** SOURCE DATA **
'''

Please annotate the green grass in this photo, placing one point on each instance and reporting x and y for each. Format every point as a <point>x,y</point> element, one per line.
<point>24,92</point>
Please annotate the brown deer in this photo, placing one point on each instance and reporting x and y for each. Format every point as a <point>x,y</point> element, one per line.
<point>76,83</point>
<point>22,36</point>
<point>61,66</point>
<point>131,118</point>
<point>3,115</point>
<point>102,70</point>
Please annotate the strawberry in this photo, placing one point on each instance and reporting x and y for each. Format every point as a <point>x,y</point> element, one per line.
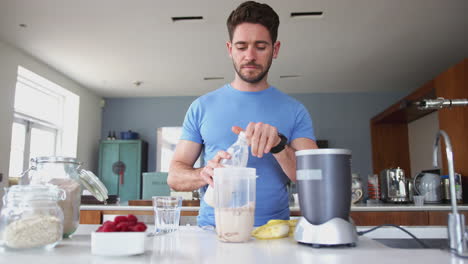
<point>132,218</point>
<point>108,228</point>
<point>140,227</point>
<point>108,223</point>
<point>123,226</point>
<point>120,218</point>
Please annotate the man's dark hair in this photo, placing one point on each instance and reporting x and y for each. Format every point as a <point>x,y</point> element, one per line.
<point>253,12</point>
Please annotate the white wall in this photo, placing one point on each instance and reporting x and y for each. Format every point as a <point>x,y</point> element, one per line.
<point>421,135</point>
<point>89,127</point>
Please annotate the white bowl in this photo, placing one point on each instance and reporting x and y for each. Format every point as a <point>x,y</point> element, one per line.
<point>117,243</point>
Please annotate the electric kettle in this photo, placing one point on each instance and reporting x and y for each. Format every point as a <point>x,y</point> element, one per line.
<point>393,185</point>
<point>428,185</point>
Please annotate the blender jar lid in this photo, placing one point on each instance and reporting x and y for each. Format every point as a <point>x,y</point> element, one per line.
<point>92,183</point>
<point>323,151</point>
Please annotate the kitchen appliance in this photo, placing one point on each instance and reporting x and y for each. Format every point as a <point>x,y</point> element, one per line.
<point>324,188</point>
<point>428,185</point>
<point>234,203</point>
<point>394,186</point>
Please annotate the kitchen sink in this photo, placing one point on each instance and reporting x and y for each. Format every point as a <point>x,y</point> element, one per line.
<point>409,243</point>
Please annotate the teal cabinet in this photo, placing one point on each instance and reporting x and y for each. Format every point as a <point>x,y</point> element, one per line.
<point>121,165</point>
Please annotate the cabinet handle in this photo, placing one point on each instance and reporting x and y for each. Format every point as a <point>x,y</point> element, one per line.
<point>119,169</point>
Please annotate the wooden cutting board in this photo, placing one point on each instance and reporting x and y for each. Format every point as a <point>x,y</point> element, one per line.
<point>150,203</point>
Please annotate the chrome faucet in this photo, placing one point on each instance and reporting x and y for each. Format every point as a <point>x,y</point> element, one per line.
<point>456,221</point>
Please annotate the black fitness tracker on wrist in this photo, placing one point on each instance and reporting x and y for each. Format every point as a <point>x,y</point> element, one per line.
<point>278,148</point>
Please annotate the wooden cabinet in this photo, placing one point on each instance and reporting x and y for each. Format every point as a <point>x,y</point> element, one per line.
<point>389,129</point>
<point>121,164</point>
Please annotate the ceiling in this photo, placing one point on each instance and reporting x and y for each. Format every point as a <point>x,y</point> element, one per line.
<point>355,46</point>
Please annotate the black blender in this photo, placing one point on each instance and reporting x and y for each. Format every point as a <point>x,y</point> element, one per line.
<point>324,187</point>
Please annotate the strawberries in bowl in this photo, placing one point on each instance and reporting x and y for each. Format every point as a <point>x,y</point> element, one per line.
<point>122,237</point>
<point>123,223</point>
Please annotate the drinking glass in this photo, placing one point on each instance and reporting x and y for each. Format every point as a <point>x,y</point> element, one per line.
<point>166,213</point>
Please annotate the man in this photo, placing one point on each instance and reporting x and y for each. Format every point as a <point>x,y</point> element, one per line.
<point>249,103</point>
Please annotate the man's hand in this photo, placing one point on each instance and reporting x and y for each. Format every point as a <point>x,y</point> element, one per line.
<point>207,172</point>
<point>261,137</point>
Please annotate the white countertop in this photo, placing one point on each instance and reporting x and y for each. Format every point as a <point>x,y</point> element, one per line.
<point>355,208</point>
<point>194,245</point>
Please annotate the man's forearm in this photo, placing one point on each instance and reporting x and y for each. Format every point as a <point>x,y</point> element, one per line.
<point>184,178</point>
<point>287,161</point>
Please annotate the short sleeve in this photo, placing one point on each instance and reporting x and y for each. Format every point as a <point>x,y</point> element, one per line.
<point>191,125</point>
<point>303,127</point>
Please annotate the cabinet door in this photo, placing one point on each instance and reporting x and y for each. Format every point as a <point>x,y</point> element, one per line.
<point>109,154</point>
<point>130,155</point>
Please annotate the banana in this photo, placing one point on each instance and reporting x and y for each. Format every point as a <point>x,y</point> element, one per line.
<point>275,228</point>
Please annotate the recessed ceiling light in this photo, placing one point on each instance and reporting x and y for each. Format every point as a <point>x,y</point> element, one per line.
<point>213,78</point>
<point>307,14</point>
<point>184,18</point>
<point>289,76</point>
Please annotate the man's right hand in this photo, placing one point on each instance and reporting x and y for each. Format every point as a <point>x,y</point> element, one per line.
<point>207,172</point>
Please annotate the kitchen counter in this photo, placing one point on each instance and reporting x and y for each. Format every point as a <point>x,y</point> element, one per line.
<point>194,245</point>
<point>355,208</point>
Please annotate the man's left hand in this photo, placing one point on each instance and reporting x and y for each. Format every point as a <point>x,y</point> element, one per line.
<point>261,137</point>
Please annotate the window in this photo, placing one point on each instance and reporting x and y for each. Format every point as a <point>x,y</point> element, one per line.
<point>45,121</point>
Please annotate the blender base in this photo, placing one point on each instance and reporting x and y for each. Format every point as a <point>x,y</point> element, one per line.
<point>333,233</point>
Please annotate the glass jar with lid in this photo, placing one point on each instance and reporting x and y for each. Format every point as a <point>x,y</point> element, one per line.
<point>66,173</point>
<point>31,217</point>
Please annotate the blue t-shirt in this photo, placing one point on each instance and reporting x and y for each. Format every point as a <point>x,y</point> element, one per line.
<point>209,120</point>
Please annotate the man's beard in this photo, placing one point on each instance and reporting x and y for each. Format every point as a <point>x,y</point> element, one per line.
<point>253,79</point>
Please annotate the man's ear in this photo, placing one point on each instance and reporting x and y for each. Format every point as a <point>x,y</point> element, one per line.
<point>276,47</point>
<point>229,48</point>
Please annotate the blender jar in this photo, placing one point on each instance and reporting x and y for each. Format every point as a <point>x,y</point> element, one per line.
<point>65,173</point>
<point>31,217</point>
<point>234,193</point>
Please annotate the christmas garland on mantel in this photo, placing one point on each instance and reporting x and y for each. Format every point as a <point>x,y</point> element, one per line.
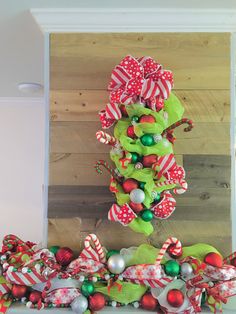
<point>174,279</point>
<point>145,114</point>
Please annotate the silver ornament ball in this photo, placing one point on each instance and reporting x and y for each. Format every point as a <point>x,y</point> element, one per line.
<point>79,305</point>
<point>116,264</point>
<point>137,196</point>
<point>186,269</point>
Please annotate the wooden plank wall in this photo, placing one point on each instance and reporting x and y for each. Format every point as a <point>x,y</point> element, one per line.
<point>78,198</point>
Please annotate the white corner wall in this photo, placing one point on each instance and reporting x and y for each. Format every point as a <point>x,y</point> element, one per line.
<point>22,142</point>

'''

** GIVEN INSTRUCTION **
Copy out each line word for word, please, skipping the images.

** EXERCISE OUTPUT **
Please annotate the green grass in this photo, placing one point on each instance and reporting x and y for each. Format every point as a <point>x,y</point> element, one per line.
<point>24,92</point>
Please annotate the brown deer in this photo, placing one point on each instance and reporting x and y for each. Format every point as a <point>x,y</point> element, one per line.
<point>76,83</point>
<point>22,36</point>
<point>61,66</point>
<point>131,118</point>
<point>3,115</point>
<point>102,70</point>
Please annotate the strawberry in this photo, placing one point on each instance and reporting x and y for each. Format every point as a <point>x,y</point> element, one per line.
<point>132,218</point>
<point>108,228</point>
<point>140,227</point>
<point>108,223</point>
<point>123,226</point>
<point>120,218</point>
Please annotate the man's dark hair in this photo, placing one point on each instance and reporting x and y for each. Format every point as a <point>x,y</point> element, one per line.
<point>253,12</point>
Please annotate the white wall in this photo, placing one point on each instance and reporting x and y for each. Format every point as a <point>x,y</point> element, one per line.
<point>421,135</point>
<point>89,127</point>
Please annotate the white bowl in this photo, placing one point on each instance and reporting x and y for each. Format every point as a <point>x,y</point> element, one per line.
<point>117,243</point>
Please annotate the electric kettle in this photo, placing one point on each instance and reporting x and y for each. Format every point as a <point>x,y</point> element, one per line.
<point>393,185</point>
<point>428,185</point>
Please annotate the blender jar lid in this photo, placing one point on each instance and reporting x and y for each. Format every point as a <point>x,y</point> element, one per line.
<point>92,183</point>
<point>323,151</point>
Please annotate the kitchen appliance in this photo, placing one point on each instance and reporting x and y for each. Format every point as a <point>x,y</point> element, one per line.
<point>324,188</point>
<point>428,185</point>
<point>234,203</point>
<point>394,186</point>
Please annotate the kitchen sink in this photo, placing one point on each instance and reporting x and y for each. Format every point as a <point>x,y</point> element, one per line.
<point>409,243</point>
Please annotate the teal cabinet in this photo, placing one point on each instance and reporting x and y for each. Format every point as a <point>x,y</point> element, one per line.
<point>121,165</point>
Please annotate the cabinet handle in this photo, placing one point on each instance and reporting x and y for each. Format every point as a <point>x,y</point> element, one per line.
<point>119,169</point>
Please annotate the wooden cutting board in this photo, placing one point on each instance and reporting x and y for each. Format every point as a <point>x,y</point> element, one per line.
<point>150,203</point>
Please annotate the chrome faucet in this photo, placing one point on each instance and reporting x and y for each. Format every point as a <point>x,y</point> element, one per line.
<point>456,221</point>
Please annotate the black fitness tracker on wrist in this photo, placing one point on each instance and reporting x and y for each. Format every point as a <point>x,y</point> element, one per line.
<point>278,148</point>
Please annotate the wooden cabinet in this photo, placing one point on each instance and reporting x and y for each. Format every point as a <point>x,y</point> element, one per line.
<point>389,129</point>
<point>121,164</point>
Please annotate the ceiling in this photo, placing one point on each instance and reporting x and y for each. Format every point as a <point>x,y</point> element, one per line.
<point>355,46</point>
Please annotate the black blender in this photo, placing one point on each instance and reporting x and y for each. Format every point as a <point>x,y</point> element, one per line.
<point>324,187</point>
Please annotate the strawberries in bowl in this photo, placing one point on each instance and reporting x and y for each. Format every point as a <point>x,y</point> element, one per line.
<point>122,237</point>
<point>123,223</point>
Please annotate the drinking glass in this photo, placing one point on each instance and reporting x and y for each. Format every point as a <point>x,y</point> element, one per line.
<point>166,213</point>
Please annotate the man in this photo, placing one point on each instance and reporting x and y for each. Format every point as a <point>x,y</point> element, one per line.
<point>249,103</point>
Please annotate the man's hand in this photo, placing one point on each instance and reporting x and y for each. Format every point as a <point>x,y</point> element, one per line.
<point>207,172</point>
<point>261,137</point>
Please annotate the white countertop in this photo, placing one point on each instance and reporting x and y for each. Format every point as a <point>x,y</point> element, one per line.
<point>355,208</point>
<point>194,245</point>
Please annotate the man's forearm in this photo, placing one point on each instance and reporting x and y for each. Format every point as a <point>x,y</point> element, one per line.
<point>184,178</point>
<point>287,161</point>
Please annotate the short sleeve in this photo, placing one point on each instance and reporting x and y for each. Format every point as a <point>x,y</point> element, one per line.
<point>191,125</point>
<point>303,127</point>
Please annotate the cabinet door in this photo, placing one point on each instance and reporting x and y for each. Format every point as a <point>x,y</point> element, one per line.
<point>109,154</point>
<point>130,155</point>
Please annotate the banana in this photo, placing one point on each instance and reporting x and y for each. Format every point as a <point>x,y</point> element, one per line.
<point>275,228</point>
Please annotate the recessed ceiling light in this photo, placing one point on each instance and reporting x and y for each. Format every point as a <point>x,y</point> element, one per line.
<point>213,78</point>
<point>307,14</point>
<point>184,18</point>
<point>289,76</point>
Please annotate the man's right hand in this photo, placing one point on each instance and reporting x and y for each. Format every point as a <point>x,y</point> element, one per line.
<point>207,172</point>
Please annotate the kitchen counter in this photo, placing one point on each instance and reporting x and y for each. Format every point as a <point>x,y</point> element, one per line.
<point>194,245</point>
<point>355,208</point>
Please annotate the man's left hand in this photo, placing one point on each instance and reporting x and y for each. Format every point as a <point>x,y</point> element, one per line.
<point>261,137</point>
Please annotate the window in this photo, placing one point on each instance and reporting x and y for each. Format every point as a <point>x,y</point> element, one per line.
<point>45,121</point>
Please annotate the blender base in this photo, placing one point on each instance and reporting x and y for each. Format every point as a <point>x,y</point> element, one per line.
<point>333,233</point>
Please annotate the glass jar with lid in this photo, placing one point on each instance and reporting x and y for each. Format every point as a <point>x,y</point> element, one per line.
<point>66,173</point>
<point>31,217</point>
Please annotate the blue t-shirt in this photo, placing one point on each instance and reporting x and y for each. Format every point as a <point>x,y</point> element, one per line.
<point>209,120</point>
Please annotate the man's beard in this photo, placing one point on each instance and reporting x and y for each. Format every point as a <point>x,y</point> element, one per line.
<point>253,79</point>
Please annotate the man's ear in this photo, placing one point on each instance and reporting x and y for each. Format every point as a <point>x,y</point> element, one per line.
<point>276,47</point>
<point>229,48</point>
Please annotate the blender jar in this photo, placing one point on each instance and reporting x and y for each. Format every point as a <point>x,y</point> element, one per line.
<point>65,173</point>
<point>31,217</point>
<point>234,193</point>
Please annotate the christmas garland on mantel in this photo, placing one point on each instance and reporting x and y for each. Format every point as a <point>x,y</point> element, one per line.
<point>174,279</point>
<point>145,114</point>
Please annotate the silver ornament ball in this photo, placing one point on each instance and reporting x and y for each. Format every point as a <point>x,y</point> element, one per line.
<point>79,305</point>
<point>116,264</point>
<point>137,196</point>
<point>186,269</point>
Please annotate the wooden plank wall in this photo, placing one point on each instance and reporting x and y for each. Format every point as a <point>x,y</point> element, one per line.
<point>78,198</point>
Please annotate the white corner wall in this photo, placing one point on each instance and reporting x and y for each. Format every point as a <point>x,y</point> element, one per line.
<point>22,142</point>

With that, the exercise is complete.